Be prepared during early squirrel season for mosquitoes and other flying pests, Coffey said, and try and hunt in the early cool mornings as squirrels will be very active before the heat of the day.
Hunters will generally find plenty of squirrels and little competition. This would also be a good opportunity to do some scouting for a spring turkey hunt or to look for whitetail deer rubs before bow season.
“These honed skills will make you an overall better hunter. Many of the skills needed for squirrel hunting are also used for spring turkey hunting,” Coffey said.
Last year, nearly 17,500 squirrel hunters harvested approximately 103,000 squirrels.
Squirrel season is Sept. 3 to Jan. 31, 2023, with a daily bag limit of six total or combination of red fox squirrels or eastern grey squirrels and a possession limit of 12. Fox squirrels are generally found in more open pasture timber and woodlots whereas grey squirrels tend to be in more mature timber. There is no restriction on shooting hours.

===============

> _TASK DIRECTIONS_: Can you write the next part of the squirrel hunting article, picking up right after its final sentence? These rows have no connection to the squirrel hunting article.

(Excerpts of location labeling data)
===============

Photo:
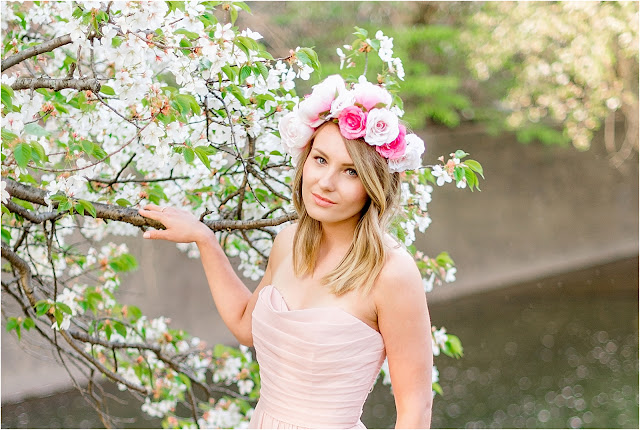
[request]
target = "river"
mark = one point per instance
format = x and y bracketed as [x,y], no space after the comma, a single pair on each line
[559,352]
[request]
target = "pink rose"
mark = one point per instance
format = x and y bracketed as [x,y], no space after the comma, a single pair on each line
[412,159]
[396,148]
[369,95]
[382,127]
[353,122]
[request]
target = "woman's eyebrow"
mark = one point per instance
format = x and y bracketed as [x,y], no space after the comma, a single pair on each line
[328,158]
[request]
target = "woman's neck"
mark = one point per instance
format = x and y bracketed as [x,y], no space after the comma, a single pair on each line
[337,237]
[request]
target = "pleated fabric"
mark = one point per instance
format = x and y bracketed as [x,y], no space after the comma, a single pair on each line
[317,365]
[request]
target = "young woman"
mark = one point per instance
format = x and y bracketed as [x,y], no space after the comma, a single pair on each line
[339,293]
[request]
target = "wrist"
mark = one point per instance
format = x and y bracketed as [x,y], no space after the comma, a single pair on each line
[205,236]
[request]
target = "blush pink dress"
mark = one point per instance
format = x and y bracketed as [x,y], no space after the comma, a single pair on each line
[317,365]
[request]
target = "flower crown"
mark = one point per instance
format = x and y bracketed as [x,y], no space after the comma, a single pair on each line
[364,111]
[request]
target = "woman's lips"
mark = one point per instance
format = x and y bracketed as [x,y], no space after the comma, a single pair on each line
[322,202]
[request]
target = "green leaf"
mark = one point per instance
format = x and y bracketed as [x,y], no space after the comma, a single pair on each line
[235,90]
[188,102]
[443,259]
[59,317]
[188,154]
[7,94]
[38,152]
[107,90]
[120,328]
[28,323]
[262,69]
[233,13]
[12,323]
[123,263]
[88,206]
[22,154]
[35,129]
[65,205]
[475,166]
[7,136]
[135,312]
[6,235]
[460,154]
[265,55]
[229,72]
[312,56]
[248,42]
[458,173]
[361,33]
[189,34]
[203,153]
[472,179]
[242,5]
[63,307]
[245,72]
[42,307]
[304,58]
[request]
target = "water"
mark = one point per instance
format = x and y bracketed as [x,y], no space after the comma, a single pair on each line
[557,353]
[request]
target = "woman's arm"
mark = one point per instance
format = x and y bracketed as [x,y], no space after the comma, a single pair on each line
[232,298]
[403,319]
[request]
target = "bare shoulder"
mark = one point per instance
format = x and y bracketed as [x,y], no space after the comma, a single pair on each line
[399,281]
[282,244]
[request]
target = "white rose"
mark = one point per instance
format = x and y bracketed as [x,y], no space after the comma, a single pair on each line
[382,127]
[294,133]
[342,101]
[412,158]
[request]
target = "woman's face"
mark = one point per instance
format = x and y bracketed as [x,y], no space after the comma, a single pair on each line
[331,189]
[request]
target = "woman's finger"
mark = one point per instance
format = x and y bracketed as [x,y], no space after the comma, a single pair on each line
[149,214]
[152,207]
[153,234]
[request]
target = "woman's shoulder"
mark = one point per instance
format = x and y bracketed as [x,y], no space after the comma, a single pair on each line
[285,236]
[283,243]
[399,273]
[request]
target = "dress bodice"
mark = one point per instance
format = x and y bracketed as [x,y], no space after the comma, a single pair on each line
[317,365]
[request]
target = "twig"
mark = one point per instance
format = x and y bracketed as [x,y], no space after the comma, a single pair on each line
[57,84]
[35,50]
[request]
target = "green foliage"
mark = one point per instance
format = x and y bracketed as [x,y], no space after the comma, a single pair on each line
[124,263]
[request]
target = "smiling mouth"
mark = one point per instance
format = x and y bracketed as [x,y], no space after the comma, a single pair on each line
[322,201]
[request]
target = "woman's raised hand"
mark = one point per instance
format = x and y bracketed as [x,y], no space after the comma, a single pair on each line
[180,226]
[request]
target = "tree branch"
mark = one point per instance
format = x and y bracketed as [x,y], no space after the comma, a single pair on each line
[47,46]
[57,84]
[128,214]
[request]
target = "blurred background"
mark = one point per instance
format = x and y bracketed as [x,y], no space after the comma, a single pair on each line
[545,96]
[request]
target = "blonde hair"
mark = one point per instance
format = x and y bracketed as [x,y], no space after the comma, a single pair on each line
[366,255]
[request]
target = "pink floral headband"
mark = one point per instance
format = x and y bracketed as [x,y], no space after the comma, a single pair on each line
[363,111]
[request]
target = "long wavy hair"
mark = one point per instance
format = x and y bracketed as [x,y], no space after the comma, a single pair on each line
[366,256]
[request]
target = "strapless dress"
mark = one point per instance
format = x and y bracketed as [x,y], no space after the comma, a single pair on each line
[317,365]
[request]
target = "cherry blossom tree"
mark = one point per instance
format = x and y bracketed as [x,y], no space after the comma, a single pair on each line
[107,106]
[573,64]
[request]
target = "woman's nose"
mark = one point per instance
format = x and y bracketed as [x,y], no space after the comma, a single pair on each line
[327,180]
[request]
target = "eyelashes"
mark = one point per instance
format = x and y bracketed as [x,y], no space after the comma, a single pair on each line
[322,161]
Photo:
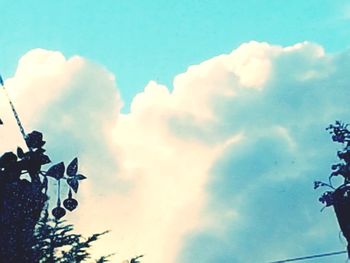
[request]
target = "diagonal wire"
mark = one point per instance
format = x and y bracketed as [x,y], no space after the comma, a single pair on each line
[310,257]
[20,126]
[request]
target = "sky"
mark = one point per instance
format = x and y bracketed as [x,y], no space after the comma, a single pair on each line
[200,126]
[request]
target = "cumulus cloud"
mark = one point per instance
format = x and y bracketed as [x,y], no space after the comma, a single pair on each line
[219,169]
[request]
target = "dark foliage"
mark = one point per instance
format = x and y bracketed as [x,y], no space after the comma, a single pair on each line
[339,197]
[55,241]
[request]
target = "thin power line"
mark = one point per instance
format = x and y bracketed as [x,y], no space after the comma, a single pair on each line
[20,126]
[310,257]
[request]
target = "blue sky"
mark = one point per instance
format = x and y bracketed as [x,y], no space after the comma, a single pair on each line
[199,125]
[143,40]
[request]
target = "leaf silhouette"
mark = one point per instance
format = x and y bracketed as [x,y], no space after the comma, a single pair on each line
[73,183]
[56,171]
[72,168]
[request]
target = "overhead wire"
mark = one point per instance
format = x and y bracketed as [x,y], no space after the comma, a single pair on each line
[19,123]
[310,257]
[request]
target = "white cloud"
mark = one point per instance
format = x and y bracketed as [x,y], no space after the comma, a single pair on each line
[204,166]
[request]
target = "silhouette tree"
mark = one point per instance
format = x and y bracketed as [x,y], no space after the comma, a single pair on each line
[54,241]
[339,197]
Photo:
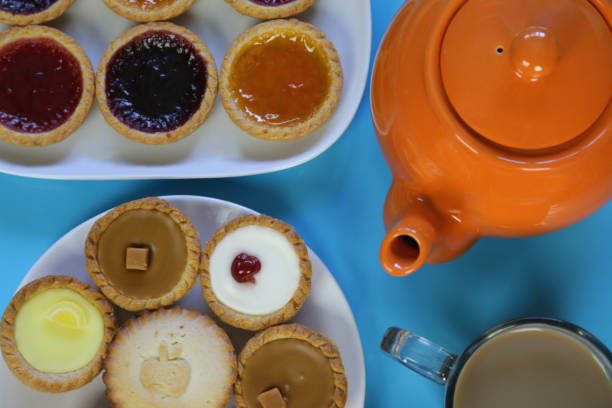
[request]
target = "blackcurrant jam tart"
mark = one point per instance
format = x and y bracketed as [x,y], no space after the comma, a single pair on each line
[46,86]
[149,10]
[24,12]
[255,272]
[269,9]
[281,80]
[157,83]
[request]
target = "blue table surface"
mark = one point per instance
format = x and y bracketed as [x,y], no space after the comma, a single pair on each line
[335,202]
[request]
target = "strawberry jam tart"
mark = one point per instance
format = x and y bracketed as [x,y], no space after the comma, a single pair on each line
[46,86]
[255,272]
[156,83]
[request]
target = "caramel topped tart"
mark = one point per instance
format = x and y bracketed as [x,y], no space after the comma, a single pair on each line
[55,333]
[281,80]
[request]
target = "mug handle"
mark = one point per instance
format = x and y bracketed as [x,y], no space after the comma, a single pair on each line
[419,354]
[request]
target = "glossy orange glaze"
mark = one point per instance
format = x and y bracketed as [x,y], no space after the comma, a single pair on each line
[280,79]
[480,143]
[147,4]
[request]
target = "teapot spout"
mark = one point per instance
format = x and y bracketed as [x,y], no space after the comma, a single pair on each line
[418,233]
[407,245]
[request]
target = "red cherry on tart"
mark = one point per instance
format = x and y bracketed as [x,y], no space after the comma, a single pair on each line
[24,12]
[269,9]
[46,86]
[245,267]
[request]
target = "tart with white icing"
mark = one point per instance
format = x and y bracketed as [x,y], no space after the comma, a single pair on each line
[255,272]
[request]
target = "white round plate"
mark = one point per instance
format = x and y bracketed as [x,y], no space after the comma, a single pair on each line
[326,309]
[218,148]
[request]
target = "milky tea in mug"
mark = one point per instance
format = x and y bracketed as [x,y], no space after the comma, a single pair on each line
[524,363]
[533,366]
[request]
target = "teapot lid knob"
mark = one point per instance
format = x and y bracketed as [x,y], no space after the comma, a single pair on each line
[527,75]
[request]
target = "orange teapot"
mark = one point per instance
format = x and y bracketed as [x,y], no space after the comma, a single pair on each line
[495,117]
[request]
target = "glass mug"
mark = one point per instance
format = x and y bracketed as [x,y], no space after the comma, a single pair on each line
[533,362]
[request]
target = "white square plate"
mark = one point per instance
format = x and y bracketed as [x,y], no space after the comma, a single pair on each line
[218,148]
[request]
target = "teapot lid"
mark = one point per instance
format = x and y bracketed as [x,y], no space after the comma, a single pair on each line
[528,74]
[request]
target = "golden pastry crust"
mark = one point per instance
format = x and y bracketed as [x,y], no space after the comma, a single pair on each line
[198,117]
[54,383]
[190,274]
[299,332]
[48,14]
[167,12]
[300,129]
[257,322]
[122,395]
[248,8]
[82,110]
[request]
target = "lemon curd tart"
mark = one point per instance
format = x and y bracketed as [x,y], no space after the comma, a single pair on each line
[24,12]
[255,272]
[55,333]
[143,254]
[281,80]
[268,9]
[149,10]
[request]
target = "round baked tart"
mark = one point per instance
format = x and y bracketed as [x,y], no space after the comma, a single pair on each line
[55,333]
[144,254]
[170,358]
[268,9]
[24,12]
[149,10]
[46,86]
[281,80]
[157,83]
[255,272]
[290,366]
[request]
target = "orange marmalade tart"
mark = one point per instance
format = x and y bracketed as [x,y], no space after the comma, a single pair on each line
[55,333]
[46,86]
[268,9]
[149,10]
[24,12]
[281,80]
[156,83]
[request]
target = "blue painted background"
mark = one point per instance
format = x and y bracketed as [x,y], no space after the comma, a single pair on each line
[335,202]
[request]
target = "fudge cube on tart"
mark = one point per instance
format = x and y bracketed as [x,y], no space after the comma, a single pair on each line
[255,272]
[170,358]
[290,366]
[144,254]
[55,333]
[268,9]
[156,83]
[46,86]
[281,80]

===============

> _RESPONSE FOR THIS EXERCISE_:
Hunters looking for places to go rabbit or squirrel hunting should use Iowa’s online hunting atlas at www.iowadnr.gov/hunting, with more than 600,000 acres of public land that allows hunting.
Hunters have the opportunity to hunt these species on additional acres of private land enrolled into the popular Iowa Habitat and Access Program (IHAP).
Enrollment in the program is at an all-time high of nearly 32,000 acres. The IHAP allows hunters access to the portion of the property covered by the agreement, from Sept. 1 to May 31. Conservation officers will provide assistance and enforcement, if needed.